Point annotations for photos
START

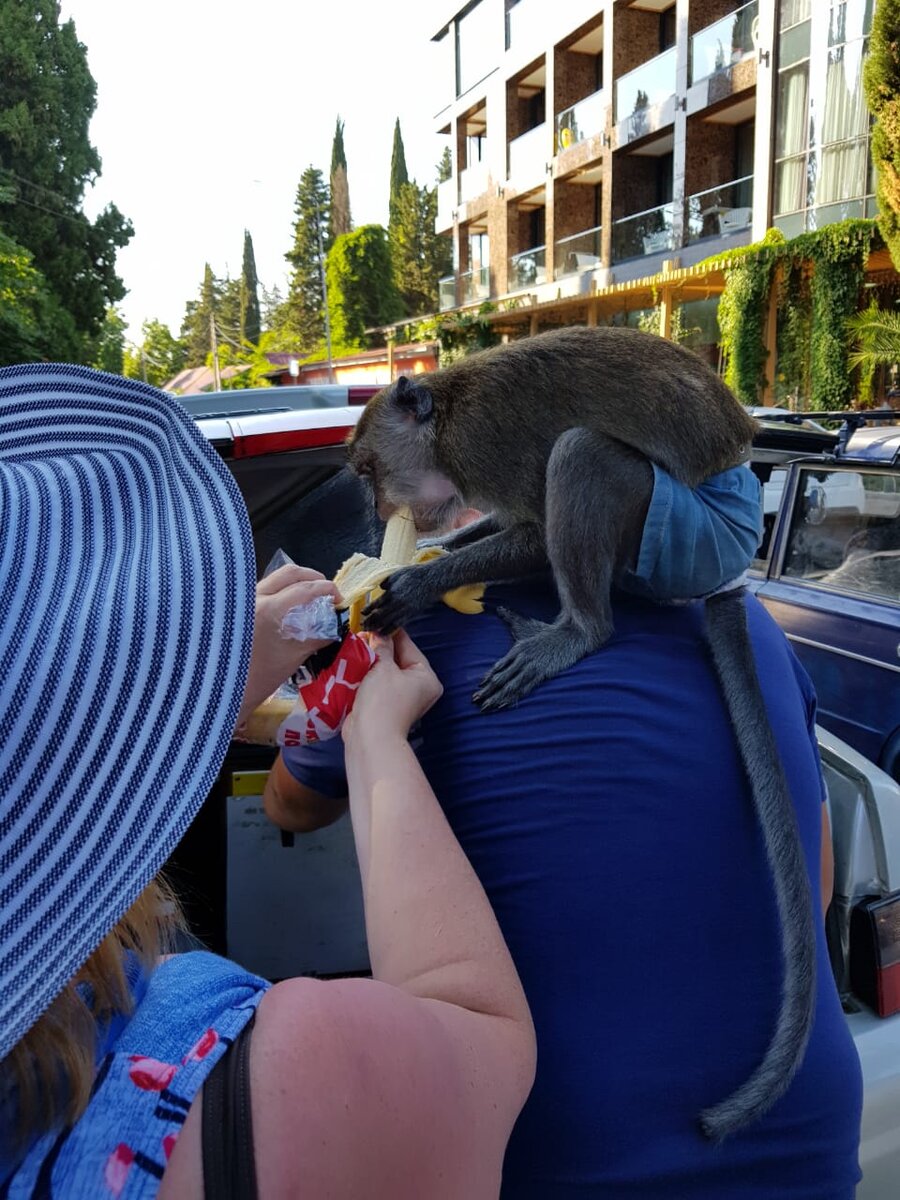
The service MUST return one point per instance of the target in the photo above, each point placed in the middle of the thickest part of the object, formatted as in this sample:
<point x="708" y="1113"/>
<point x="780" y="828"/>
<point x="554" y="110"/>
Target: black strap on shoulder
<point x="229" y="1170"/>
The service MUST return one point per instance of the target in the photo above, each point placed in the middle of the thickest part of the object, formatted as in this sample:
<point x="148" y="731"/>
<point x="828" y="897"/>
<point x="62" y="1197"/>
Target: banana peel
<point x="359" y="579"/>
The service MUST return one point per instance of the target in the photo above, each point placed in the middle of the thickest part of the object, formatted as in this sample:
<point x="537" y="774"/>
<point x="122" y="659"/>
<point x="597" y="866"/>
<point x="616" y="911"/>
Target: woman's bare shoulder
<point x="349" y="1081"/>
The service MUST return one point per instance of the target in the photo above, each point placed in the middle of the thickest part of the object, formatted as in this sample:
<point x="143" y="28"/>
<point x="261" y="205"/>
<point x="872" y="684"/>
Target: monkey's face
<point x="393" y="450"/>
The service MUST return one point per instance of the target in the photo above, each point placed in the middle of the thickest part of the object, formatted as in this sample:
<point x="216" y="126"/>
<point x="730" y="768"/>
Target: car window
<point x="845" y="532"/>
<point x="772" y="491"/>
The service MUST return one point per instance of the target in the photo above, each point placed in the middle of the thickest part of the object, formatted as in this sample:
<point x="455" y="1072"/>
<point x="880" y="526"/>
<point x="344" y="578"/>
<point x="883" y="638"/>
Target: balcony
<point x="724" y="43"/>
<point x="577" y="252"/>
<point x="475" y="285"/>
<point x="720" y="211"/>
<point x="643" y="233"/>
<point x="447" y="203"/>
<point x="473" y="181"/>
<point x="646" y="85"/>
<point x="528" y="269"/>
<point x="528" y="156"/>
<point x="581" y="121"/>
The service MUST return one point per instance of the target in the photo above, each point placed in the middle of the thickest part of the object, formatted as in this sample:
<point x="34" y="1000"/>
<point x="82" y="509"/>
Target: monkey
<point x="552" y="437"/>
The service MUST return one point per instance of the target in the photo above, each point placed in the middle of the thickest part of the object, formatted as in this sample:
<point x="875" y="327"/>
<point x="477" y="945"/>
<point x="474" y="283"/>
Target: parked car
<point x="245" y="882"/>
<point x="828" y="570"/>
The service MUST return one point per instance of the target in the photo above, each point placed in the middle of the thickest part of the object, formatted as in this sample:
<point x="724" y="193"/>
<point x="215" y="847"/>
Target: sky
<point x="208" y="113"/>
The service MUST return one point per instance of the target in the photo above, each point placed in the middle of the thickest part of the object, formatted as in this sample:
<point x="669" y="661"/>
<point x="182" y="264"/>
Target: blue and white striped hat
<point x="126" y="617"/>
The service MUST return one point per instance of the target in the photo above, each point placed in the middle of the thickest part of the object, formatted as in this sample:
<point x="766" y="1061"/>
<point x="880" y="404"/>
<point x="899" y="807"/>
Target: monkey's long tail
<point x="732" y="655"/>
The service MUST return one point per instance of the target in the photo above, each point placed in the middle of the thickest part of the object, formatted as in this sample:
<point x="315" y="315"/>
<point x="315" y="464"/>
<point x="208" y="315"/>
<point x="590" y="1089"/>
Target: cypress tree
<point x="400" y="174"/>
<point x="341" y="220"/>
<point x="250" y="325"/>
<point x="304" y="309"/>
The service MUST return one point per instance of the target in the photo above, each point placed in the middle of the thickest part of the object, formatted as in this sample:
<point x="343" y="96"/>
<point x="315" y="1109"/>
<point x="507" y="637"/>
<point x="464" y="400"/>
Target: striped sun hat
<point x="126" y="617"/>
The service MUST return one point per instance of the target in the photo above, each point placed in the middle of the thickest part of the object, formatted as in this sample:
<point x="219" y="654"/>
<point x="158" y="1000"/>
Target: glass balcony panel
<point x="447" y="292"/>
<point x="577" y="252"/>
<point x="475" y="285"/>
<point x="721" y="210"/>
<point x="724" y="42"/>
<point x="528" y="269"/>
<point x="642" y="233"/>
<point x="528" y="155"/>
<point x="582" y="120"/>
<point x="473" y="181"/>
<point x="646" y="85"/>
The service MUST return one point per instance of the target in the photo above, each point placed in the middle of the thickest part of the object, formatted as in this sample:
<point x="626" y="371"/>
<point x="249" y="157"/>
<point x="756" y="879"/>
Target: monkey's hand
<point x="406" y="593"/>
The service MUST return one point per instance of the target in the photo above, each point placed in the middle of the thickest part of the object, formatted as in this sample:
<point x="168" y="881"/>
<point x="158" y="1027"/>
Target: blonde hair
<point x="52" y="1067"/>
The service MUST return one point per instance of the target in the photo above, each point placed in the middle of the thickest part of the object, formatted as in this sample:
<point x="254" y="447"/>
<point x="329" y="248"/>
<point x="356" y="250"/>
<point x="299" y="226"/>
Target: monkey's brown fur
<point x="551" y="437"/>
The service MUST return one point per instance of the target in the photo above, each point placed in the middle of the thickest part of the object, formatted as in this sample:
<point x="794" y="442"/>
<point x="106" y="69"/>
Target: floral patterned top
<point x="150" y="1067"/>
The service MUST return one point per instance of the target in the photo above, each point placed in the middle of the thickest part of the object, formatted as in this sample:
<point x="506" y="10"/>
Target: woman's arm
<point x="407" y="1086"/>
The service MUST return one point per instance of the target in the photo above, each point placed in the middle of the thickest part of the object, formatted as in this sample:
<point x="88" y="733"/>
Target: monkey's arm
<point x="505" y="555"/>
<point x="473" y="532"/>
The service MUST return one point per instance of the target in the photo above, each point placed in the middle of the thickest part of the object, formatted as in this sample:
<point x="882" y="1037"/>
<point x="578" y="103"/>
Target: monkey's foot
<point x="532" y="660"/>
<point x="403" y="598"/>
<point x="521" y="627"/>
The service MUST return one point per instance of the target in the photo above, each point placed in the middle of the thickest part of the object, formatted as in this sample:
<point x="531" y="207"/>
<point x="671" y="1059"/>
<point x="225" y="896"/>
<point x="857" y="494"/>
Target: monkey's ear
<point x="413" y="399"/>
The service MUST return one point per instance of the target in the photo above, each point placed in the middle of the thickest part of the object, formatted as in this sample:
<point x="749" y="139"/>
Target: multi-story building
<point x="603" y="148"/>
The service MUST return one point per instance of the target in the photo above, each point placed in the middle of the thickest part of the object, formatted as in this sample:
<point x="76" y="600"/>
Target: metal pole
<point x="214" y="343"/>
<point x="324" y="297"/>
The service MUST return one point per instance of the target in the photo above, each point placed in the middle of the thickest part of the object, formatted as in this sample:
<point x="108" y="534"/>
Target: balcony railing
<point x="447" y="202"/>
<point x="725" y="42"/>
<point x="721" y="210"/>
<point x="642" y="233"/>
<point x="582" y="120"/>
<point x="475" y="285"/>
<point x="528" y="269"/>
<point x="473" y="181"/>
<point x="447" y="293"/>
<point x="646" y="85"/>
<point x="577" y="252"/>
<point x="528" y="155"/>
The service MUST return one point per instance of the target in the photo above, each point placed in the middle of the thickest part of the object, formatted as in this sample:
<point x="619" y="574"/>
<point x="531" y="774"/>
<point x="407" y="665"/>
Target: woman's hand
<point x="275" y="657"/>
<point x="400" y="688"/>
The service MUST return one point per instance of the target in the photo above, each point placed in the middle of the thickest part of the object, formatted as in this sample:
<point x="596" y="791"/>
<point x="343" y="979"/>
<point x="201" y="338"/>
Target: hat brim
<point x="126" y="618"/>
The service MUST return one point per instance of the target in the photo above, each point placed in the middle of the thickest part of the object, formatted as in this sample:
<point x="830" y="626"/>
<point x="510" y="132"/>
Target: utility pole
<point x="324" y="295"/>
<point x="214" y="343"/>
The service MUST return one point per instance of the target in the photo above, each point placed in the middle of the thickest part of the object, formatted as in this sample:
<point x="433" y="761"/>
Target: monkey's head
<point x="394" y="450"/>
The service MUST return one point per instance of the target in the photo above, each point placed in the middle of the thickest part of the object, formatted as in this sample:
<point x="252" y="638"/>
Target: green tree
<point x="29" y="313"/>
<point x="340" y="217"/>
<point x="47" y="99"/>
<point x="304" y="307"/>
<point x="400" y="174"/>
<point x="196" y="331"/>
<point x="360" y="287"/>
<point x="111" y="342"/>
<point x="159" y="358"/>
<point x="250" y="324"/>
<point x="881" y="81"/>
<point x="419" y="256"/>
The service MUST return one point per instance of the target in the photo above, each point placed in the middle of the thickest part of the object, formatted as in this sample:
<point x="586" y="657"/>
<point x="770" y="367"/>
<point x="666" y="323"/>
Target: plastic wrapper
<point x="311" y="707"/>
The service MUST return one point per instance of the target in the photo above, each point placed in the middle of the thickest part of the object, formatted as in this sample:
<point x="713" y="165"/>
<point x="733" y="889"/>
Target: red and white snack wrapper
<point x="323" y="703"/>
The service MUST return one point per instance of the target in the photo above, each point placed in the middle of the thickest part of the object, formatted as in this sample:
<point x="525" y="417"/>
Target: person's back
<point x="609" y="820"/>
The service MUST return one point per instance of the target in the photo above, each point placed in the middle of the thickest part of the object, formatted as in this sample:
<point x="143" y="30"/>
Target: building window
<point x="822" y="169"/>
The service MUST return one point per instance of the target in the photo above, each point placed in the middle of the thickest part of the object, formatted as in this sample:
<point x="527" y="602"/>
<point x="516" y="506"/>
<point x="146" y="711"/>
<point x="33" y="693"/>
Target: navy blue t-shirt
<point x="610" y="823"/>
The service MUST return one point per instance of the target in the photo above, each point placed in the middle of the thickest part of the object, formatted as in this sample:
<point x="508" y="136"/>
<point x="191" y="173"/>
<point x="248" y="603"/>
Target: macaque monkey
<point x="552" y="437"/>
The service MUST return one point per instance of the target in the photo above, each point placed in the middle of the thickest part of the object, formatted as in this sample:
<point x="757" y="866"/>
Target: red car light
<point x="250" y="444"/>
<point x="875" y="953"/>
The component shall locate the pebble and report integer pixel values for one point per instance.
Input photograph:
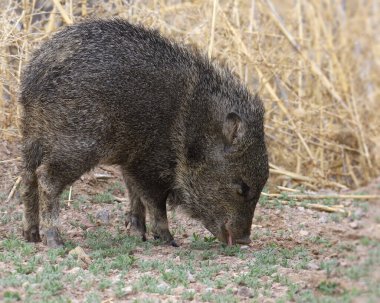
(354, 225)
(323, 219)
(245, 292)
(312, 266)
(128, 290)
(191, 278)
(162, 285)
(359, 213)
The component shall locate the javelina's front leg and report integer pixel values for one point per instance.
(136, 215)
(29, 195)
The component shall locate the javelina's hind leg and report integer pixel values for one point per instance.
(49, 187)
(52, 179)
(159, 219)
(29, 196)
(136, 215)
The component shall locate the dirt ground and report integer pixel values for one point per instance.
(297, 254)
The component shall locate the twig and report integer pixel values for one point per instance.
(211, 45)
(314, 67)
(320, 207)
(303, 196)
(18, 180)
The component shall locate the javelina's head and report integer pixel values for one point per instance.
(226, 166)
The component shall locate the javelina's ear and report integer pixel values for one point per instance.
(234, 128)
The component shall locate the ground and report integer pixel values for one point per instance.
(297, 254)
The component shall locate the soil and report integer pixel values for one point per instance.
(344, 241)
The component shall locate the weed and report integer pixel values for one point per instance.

END

INSTRUCTIONS FOR THE TASK
What do the lines above say from the line containing "The component shall locate the pebble" through the last line? Quote them exactly, both ends included, and leave out the pictures.

SOLUTION FOR THIS EXERCISE
The component shall locate the pebble and report integer pixel values for one point per instance.
Input photograph:
(354, 225)
(323, 219)
(245, 292)
(312, 266)
(128, 290)
(191, 278)
(162, 285)
(359, 213)
The component shall locate the javelina's front leg and report integer pixel values for one point per instance.
(136, 215)
(29, 195)
The component shall locate the javelina's hind leg and report integer pixel values for one point per instance.
(49, 187)
(52, 179)
(159, 219)
(29, 196)
(136, 215)
The component shall locate the dirt ground and report integer pixel values for one point per instance.
(297, 254)
The component shall locate the twig and report integer pixel values for one point per instance.
(211, 45)
(314, 67)
(320, 207)
(303, 196)
(18, 180)
The component shall locate the javelina's head and report integer pixel values for one point per instance.
(226, 166)
The component shall locate the javelina's ear and report integer pixel values for one point per instance.
(234, 128)
The component shall locate the ground and report integer pixel values for one point per instance.
(297, 254)
The component shall locate the soil and report integer pixel values for one point per instance.
(344, 241)
The component shall locate the weed and report integer pixel values for one point per instance.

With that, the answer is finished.